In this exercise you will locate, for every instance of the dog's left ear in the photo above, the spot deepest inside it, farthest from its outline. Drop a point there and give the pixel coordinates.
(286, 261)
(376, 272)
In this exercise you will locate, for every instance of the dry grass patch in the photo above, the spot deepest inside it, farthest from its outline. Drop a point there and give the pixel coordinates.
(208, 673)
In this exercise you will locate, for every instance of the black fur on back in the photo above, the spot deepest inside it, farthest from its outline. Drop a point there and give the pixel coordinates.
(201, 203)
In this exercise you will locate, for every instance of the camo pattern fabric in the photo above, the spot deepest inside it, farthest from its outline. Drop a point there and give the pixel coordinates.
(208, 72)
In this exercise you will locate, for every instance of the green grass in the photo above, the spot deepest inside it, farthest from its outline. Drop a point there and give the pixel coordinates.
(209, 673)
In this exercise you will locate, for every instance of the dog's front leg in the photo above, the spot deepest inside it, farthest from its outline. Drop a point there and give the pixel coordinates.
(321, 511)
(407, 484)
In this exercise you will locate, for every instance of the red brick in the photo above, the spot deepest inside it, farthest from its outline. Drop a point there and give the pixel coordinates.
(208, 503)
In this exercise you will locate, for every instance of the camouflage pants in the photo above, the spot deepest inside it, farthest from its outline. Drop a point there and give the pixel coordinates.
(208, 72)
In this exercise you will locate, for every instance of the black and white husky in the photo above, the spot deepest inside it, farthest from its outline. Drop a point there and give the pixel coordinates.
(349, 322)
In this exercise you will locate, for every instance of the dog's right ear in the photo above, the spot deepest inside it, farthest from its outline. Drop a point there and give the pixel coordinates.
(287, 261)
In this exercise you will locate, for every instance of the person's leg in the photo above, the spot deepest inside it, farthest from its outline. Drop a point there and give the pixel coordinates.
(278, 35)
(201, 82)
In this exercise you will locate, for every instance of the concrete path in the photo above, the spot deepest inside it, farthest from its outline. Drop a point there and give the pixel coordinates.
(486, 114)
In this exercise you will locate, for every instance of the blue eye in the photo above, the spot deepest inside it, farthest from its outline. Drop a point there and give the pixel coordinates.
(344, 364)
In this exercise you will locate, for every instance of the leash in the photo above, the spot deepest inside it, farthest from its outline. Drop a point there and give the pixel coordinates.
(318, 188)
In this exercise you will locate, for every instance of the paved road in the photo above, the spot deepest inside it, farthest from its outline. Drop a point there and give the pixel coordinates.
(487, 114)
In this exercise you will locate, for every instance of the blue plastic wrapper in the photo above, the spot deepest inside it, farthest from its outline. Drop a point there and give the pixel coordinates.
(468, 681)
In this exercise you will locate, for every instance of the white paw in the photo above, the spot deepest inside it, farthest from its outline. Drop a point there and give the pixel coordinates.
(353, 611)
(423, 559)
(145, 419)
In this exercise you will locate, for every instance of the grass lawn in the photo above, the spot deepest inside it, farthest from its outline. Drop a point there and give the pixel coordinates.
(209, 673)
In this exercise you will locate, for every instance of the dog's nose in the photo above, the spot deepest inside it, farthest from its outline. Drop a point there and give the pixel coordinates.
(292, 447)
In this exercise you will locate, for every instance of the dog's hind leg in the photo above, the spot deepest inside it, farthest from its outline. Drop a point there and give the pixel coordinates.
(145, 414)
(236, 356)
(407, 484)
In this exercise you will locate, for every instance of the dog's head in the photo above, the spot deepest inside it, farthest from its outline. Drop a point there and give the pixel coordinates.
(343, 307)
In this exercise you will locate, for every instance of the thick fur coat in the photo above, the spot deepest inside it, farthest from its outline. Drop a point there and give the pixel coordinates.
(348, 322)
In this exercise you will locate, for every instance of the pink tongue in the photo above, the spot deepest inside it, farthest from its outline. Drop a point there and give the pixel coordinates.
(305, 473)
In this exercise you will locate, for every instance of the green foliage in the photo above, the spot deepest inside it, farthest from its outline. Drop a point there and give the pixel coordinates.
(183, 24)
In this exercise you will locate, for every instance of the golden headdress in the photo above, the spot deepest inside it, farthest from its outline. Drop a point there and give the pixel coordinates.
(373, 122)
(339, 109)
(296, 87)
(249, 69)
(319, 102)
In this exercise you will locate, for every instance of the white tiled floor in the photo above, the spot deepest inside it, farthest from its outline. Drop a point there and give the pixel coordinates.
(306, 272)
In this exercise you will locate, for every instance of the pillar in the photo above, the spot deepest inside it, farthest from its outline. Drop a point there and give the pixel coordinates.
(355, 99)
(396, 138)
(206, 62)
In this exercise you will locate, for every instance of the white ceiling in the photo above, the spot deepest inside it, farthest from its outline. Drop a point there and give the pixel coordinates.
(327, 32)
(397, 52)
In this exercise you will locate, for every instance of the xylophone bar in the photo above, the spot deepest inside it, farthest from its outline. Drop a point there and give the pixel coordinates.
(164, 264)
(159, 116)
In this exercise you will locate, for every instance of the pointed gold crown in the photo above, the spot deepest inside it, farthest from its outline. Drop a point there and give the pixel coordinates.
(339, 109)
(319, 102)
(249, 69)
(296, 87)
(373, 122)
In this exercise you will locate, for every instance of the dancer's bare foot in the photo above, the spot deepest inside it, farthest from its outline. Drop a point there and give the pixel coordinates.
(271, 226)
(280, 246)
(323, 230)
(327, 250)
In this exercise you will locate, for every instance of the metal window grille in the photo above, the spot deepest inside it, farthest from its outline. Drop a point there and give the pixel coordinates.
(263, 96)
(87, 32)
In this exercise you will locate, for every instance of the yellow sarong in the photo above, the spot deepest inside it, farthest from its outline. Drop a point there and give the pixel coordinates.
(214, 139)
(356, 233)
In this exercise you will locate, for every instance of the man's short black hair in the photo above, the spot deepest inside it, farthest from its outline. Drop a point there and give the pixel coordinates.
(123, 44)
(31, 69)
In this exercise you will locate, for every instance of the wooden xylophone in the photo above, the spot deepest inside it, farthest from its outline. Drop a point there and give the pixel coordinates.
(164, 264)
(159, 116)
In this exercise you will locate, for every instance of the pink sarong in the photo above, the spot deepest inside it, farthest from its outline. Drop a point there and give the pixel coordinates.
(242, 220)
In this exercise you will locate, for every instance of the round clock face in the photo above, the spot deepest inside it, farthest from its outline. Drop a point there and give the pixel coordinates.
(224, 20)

-- Written problem --
Extract exactly the lines between the line containing "of the metal" and the end of the data, including both.

-- Exercise answer --
In this exercise you will locate, for every instance of the metal window grille in the photo above, the spot deepest inside it, farthest from its outline. Drop a point there and give the pixel coordinates.
(263, 96)
(87, 32)
In this exercise you will locate, for every instance of the yellow sarong in the photo above, the spot deepest inside it, farthest from its outline. Drop a point there and give the pixel coordinates.
(214, 139)
(356, 233)
In this exercise you will locate, for every instance of the man's short black hair in the photo above, the spot deepest inside it, farthest from its outline. Drop a point there and give the pixel coordinates.
(123, 44)
(31, 69)
In this exercise you will locate, for every instance of the wooden xylophone in the photo above, the spot deepest inside it, farthest from its outline. Drop a point there and give the pixel coordinates.
(164, 264)
(159, 116)
In this exercise you will locate, for every instance of the pink sarong in the photo above, the spot deepest inside it, farthest from its outline. Drop a point there and give the pixel coordinates.
(242, 220)
In this exercise you will locate, for every instance of the round clock face in the photo above, the spot deepest inside it, farthest from its outline. Drop a point there and give the pixel coordinates.
(224, 20)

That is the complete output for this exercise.